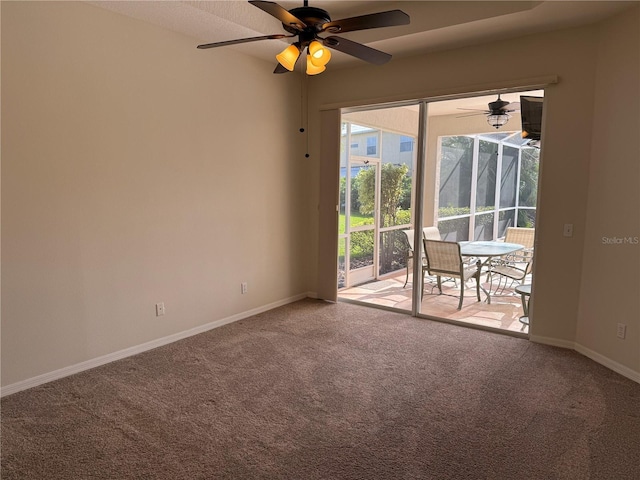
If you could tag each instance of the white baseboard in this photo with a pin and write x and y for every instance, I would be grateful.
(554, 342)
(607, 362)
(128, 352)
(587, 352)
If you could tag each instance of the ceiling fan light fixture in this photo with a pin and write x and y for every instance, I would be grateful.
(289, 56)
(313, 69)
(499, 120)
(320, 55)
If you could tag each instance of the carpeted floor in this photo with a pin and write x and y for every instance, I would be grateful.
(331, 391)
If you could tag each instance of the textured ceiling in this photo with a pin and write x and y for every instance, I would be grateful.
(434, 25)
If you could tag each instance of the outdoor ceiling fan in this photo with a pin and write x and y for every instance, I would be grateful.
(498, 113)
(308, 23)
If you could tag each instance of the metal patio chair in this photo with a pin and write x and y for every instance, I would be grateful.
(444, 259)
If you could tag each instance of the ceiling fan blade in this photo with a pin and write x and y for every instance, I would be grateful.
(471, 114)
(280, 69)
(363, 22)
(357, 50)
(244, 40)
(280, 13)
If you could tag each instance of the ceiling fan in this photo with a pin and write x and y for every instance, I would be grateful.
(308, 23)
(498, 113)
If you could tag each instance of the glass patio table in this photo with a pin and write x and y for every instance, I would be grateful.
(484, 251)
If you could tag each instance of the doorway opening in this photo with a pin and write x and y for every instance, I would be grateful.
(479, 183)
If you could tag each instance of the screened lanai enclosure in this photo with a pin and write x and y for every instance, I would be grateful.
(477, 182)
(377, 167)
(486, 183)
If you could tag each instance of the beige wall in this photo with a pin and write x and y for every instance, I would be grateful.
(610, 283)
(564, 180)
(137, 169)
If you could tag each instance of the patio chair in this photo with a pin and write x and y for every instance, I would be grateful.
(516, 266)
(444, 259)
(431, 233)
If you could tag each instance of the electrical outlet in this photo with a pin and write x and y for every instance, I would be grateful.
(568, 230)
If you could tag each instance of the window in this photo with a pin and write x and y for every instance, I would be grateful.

+ + + +

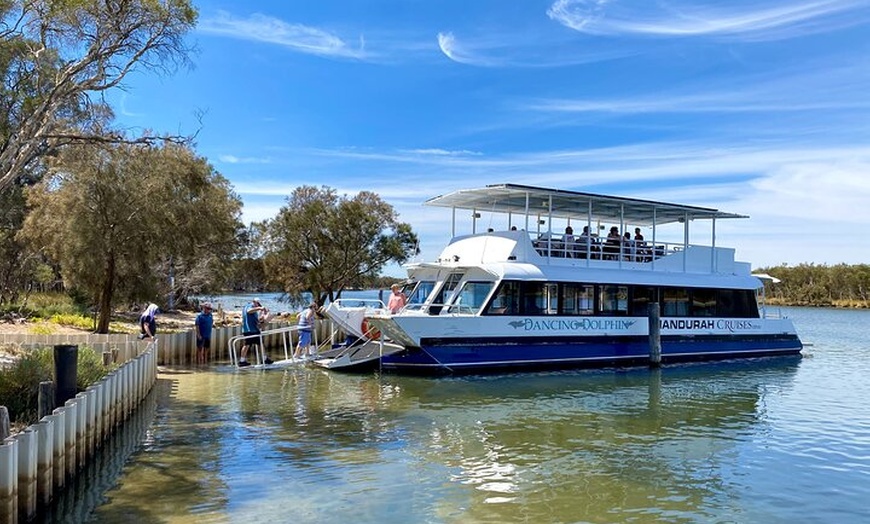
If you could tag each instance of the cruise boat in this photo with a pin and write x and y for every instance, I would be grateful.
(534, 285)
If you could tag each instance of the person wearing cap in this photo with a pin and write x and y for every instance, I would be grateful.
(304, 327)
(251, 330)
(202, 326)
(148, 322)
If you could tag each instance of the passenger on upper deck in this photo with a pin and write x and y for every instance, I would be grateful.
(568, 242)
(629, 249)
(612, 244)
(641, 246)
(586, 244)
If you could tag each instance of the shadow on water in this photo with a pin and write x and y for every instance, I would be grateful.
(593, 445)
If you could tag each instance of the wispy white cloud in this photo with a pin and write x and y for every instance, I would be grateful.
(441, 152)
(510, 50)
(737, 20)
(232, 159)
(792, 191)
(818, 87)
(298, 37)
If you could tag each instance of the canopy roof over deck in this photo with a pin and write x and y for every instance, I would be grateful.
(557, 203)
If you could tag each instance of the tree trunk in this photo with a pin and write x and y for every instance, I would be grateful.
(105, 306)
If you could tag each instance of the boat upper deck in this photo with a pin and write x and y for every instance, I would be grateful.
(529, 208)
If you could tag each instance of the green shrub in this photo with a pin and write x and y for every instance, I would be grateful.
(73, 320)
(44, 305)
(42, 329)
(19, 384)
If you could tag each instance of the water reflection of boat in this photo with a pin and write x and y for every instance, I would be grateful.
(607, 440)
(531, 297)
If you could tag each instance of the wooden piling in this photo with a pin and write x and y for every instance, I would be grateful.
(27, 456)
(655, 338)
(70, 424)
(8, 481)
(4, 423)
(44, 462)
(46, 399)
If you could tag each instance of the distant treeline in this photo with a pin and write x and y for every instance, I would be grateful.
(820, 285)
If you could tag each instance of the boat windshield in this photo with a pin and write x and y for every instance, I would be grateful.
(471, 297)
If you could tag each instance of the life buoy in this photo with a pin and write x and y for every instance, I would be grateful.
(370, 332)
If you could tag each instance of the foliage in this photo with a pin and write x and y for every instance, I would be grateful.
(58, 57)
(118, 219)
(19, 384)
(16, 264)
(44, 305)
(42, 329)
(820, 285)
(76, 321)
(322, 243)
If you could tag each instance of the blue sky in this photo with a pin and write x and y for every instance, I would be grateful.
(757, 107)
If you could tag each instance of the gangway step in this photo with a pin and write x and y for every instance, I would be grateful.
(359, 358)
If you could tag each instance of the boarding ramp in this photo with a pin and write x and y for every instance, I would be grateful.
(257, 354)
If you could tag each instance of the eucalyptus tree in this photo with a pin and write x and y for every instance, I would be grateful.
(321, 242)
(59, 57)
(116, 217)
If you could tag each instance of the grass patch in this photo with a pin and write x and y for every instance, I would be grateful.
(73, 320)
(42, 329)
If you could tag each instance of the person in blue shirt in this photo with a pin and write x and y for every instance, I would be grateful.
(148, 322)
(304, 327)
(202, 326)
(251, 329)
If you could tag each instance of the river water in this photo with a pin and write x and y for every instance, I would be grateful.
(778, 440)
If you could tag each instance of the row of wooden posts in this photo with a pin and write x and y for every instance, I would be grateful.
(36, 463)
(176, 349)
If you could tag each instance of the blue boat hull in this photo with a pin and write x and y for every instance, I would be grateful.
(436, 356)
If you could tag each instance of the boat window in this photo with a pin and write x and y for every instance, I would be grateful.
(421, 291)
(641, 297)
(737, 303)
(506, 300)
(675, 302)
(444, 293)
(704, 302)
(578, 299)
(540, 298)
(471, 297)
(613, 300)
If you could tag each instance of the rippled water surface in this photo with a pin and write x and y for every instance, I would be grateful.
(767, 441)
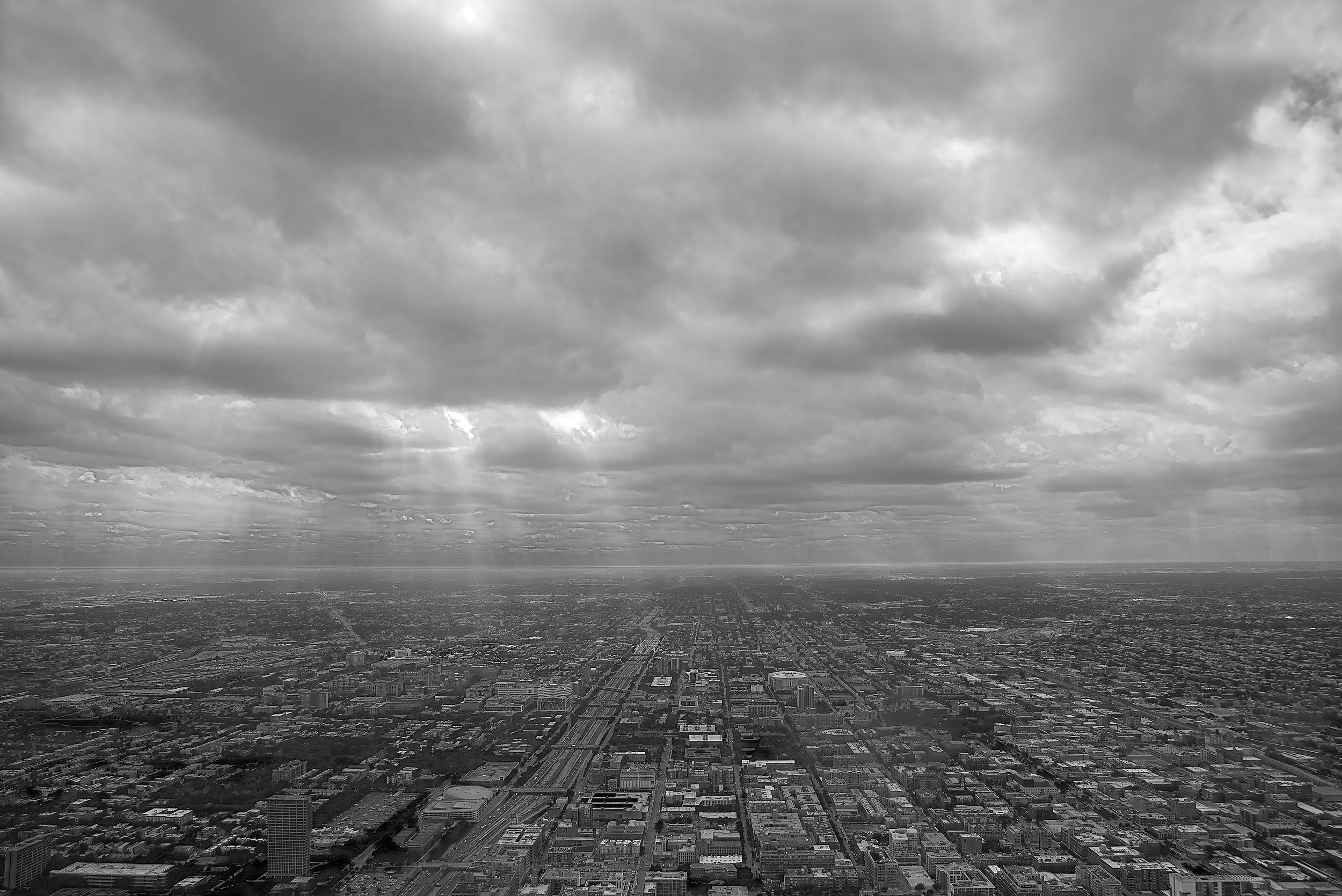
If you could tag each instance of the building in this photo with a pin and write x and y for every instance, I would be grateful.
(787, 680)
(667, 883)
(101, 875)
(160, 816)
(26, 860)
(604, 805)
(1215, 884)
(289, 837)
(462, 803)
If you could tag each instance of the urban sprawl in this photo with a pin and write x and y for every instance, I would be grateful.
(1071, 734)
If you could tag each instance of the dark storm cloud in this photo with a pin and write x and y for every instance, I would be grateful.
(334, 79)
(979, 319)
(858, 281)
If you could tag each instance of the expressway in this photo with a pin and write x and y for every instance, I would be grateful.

+ + + +

Pick out every line of the entries above that contains the string "window", and copy each one. Case counts.

If you could tag each instance of the window in this photo with a pin and write x and y for every instance, I would be grateful.
If you could tag each instance of the boat window in this photo with a pin and write x and y for every instance, I would be grateful.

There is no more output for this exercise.